• Exercise tasks:
1. Answer these questions using the article about puppets in therapy:
(a) What two puppets does Sue Butler hardly ever travel without?
(b) Which ages does the article say typically do not participate in family therapy?
(c) What is the name of the approach Butler is perfecting her skills in?
2. Could you carry on the article about puppets in therapy, picking up right after its last sentence?

━━━━━ Text section ━━━━━

The Puppet Master
When it comes to therapy, doctoral student Sue Butler proves puppets are more than just child’s play
By Elizabeth Hanly
She hardly ever travels without a big brown bug and a very ugly frog. And travel she does. Family therapist and Barry doctoral student Sue Butler visits many of her clients in their own homes - never arriving without a whole array of puppets, particularly when there is a small child in the house. She finds it’s the best way to get down to basics.
Small children aged 3 to 8 typically do not participate in family therapy because the vast majority of therapists consider such children too young to articulate their feelings or understand complex patterns of behavior. Butler thinks otherwise, as she perfects her skills using an approach called narrative therapy.

━━━━━ Study material ━━━━━

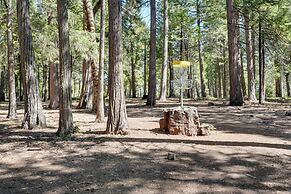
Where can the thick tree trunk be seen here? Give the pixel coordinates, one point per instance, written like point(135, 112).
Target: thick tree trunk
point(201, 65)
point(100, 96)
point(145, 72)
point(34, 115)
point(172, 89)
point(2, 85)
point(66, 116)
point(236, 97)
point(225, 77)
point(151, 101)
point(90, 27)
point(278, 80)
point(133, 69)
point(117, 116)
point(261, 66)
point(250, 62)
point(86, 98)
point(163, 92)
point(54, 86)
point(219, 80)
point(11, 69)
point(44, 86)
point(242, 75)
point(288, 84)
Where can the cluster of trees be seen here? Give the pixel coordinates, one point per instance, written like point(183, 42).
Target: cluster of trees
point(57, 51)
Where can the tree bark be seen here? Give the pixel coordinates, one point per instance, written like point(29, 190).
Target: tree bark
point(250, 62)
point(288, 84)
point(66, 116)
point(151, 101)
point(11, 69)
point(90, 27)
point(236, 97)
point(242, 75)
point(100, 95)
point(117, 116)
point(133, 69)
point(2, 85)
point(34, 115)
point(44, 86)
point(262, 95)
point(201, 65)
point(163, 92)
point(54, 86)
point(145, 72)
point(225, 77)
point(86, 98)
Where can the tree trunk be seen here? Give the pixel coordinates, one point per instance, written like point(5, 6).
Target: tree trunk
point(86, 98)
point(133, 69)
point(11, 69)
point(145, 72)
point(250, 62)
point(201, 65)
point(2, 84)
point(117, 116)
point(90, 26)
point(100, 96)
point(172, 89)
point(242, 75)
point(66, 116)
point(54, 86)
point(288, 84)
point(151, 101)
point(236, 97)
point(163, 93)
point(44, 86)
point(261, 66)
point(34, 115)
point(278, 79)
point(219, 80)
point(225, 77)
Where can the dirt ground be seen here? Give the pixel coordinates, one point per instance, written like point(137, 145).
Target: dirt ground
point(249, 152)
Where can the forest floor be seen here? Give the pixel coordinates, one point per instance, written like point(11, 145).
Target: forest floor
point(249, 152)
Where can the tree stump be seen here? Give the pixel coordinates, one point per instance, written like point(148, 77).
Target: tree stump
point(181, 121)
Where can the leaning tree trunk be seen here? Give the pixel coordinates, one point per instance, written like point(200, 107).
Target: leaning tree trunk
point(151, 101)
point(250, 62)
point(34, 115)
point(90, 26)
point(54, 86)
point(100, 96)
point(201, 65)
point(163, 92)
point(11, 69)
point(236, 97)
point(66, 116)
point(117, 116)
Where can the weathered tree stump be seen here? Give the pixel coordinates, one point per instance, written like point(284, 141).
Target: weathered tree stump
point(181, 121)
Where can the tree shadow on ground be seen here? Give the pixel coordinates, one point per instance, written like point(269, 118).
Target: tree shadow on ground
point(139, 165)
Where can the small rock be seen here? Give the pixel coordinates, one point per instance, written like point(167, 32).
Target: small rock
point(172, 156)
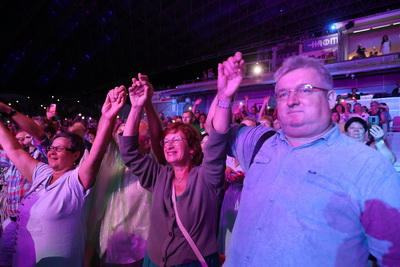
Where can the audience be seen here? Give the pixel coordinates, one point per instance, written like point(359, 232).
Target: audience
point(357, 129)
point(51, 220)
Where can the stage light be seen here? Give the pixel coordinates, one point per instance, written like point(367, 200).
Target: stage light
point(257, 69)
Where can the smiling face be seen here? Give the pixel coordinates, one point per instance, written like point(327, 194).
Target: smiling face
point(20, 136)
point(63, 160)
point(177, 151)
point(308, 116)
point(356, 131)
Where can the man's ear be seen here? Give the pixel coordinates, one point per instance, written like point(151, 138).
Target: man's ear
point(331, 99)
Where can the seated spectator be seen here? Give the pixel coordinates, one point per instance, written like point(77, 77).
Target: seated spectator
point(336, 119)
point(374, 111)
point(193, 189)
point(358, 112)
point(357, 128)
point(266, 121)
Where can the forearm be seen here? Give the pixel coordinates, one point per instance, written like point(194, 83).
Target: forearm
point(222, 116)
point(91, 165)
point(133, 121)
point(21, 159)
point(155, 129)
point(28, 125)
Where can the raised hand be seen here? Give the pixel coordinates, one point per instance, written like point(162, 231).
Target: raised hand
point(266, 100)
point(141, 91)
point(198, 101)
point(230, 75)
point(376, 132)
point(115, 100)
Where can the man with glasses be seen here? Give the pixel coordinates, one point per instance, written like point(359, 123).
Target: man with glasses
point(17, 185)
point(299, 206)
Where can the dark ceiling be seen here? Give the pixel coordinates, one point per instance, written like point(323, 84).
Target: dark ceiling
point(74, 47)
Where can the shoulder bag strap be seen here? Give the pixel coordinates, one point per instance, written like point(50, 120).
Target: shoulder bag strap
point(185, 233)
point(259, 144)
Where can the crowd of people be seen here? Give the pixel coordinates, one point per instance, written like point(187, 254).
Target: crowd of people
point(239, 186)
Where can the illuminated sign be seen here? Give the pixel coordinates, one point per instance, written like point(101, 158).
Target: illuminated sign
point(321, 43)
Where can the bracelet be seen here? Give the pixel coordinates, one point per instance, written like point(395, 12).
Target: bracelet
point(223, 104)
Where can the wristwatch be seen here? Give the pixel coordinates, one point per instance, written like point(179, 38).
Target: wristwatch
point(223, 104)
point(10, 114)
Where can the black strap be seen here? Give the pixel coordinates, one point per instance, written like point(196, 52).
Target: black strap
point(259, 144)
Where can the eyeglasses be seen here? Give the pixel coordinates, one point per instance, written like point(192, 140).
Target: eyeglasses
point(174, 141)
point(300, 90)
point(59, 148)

━━━━━

• Answers for each item:
1.
(a) A big brown bug and a very ugly frog.
(b) Children aged 3 to 8.
(c) Narrative therapy.

2.
Often described as “post-modern,” narrative therapy allows clients to put away old, tired versions of the stories they tell themselves [and everybody else] about their lives. Playing more to the clients’ strengths than their weaknesses, the approach urges clients to see themselves as much more than the presenting problem and to identify ways in which they are already taking steps to solve it – even if they don’t fully realize it. There are no victims in narrative therapy. There may be talk, but there is no blame or endless repetition of old grievances.
But what does something so conceptual have to do with children? Children, after all, are dealing with feelings that are often too big, too complex for them to name. Enter the puppets.
When Butler arrives at a home where a small child is a family’s “presenting issue”, i.e., the member who is the apparent cause of the disruption in the family, she will ask not only the child, but all family members to join her and the puppets on the floor.
Butler sees a “presenting issue” as just that: a flag indicating the family dynamics are off kilter. She regards her work as realigning the dynamics of the entire family. So there on the floor, Butler talks to a child.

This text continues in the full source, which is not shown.